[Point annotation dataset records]

▼▼▼

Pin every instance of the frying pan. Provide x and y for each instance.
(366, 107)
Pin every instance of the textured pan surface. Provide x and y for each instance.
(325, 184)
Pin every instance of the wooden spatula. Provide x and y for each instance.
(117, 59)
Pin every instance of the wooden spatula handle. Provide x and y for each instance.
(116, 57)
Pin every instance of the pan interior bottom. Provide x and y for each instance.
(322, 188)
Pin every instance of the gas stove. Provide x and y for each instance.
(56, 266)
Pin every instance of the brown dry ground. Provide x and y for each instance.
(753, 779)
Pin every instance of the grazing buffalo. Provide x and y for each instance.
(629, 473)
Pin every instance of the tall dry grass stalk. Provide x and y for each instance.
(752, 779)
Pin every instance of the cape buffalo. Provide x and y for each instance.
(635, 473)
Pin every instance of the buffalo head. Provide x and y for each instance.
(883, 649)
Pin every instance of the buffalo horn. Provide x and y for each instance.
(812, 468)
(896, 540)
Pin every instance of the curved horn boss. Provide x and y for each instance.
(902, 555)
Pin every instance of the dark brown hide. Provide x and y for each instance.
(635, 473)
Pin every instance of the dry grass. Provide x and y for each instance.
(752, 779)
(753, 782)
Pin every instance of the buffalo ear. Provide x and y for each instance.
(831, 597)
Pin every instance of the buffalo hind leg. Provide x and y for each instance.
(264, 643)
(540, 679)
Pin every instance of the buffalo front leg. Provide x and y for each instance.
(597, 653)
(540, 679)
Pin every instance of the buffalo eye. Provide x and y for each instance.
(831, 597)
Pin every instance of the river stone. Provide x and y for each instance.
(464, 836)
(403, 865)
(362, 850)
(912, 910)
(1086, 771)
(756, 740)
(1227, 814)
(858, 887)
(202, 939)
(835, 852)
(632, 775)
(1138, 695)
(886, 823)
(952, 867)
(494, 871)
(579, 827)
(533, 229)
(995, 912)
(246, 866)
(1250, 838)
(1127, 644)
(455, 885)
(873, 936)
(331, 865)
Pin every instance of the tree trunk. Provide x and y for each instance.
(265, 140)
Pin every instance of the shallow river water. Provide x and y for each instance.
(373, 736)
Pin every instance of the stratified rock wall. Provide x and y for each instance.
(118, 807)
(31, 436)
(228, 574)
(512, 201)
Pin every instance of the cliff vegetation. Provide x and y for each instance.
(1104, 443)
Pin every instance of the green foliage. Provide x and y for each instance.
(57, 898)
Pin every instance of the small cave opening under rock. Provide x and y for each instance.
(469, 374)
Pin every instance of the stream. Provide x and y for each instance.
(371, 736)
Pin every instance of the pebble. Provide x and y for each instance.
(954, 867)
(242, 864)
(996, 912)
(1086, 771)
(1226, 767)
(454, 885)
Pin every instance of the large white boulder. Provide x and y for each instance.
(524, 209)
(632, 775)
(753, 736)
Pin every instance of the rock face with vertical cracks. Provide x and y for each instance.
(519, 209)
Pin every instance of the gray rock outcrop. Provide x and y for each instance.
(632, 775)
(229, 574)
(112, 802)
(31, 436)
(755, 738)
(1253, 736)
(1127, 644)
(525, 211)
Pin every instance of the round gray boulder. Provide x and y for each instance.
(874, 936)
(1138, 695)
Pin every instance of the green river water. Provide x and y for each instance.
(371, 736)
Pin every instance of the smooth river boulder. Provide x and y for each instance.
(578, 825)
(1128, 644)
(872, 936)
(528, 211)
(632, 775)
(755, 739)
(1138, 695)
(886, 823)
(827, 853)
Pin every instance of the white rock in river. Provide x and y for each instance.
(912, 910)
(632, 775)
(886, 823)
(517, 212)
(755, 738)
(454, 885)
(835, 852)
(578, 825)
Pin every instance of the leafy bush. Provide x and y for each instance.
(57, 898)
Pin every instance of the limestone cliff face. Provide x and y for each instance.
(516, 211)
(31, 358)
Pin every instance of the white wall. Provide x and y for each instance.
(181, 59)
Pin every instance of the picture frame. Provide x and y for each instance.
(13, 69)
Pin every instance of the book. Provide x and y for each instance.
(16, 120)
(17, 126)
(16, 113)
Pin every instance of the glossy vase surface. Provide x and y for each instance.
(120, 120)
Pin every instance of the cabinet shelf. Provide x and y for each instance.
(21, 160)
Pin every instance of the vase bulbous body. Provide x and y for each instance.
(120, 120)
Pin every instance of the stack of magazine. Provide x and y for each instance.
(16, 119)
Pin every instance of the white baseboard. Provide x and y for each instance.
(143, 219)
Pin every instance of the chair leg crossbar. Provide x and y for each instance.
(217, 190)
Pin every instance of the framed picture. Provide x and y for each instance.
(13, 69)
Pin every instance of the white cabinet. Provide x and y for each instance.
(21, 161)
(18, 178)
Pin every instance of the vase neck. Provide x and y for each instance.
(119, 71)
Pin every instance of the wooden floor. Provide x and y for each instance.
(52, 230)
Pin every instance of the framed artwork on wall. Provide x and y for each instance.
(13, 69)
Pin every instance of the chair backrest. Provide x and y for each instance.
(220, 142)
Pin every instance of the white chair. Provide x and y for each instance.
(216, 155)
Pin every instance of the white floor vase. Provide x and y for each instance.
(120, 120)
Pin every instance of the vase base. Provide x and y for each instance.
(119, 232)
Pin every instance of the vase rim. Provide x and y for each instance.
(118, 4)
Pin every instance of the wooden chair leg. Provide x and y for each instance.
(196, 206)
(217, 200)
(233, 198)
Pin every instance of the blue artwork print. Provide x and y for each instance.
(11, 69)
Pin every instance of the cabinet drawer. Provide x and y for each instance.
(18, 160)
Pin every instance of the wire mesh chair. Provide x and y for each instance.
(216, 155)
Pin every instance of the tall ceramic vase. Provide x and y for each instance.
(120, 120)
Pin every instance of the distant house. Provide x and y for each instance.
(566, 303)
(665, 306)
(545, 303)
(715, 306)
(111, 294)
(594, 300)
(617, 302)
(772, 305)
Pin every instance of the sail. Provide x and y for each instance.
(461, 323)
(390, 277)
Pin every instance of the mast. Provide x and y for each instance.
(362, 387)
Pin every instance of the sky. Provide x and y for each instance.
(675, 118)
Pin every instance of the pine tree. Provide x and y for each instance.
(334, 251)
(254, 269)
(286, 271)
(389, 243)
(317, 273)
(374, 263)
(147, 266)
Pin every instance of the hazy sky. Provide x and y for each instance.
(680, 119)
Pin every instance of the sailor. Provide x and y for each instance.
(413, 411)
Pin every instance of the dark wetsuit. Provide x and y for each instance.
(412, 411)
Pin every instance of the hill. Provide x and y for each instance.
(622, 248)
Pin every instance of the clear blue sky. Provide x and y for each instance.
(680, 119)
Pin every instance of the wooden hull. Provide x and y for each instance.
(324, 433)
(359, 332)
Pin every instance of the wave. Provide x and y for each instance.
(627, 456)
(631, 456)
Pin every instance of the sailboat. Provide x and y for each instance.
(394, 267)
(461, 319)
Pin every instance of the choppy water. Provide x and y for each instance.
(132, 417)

▲▲▲

Exercise requirements - Repeat only the stretch of lines that opens with the line containing "Pin every instance of the hazy" and closes with the final line of the entries, both included, exactly as written.

Worked solution -
Pin every instance of the hazy sky. Provide x and y for each instance.
(680, 119)
Pin every instance of the sailor. Provide x and y for each instance.
(413, 411)
Pin every instance of the dark wetsuit. Provide x and y for each instance.
(412, 411)
Pin every instance of the hill. Provide x and y for each instance.
(622, 248)
Pin every instance of the clear blue sky. Provide x and y for each instance.
(680, 119)
Pin every instance of the wooden hull. Provide x and y for each instance.
(324, 433)
(359, 332)
Pin every instance of the wave. Provide x and y for each instance.
(627, 456)
(631, 456)
Pin every instance of the sailboat. Provide x and y for each instance.
(394, 267)
(461, 319)
Pin every instance of the choppy water. Provide x and y for each instance.
(132, 417)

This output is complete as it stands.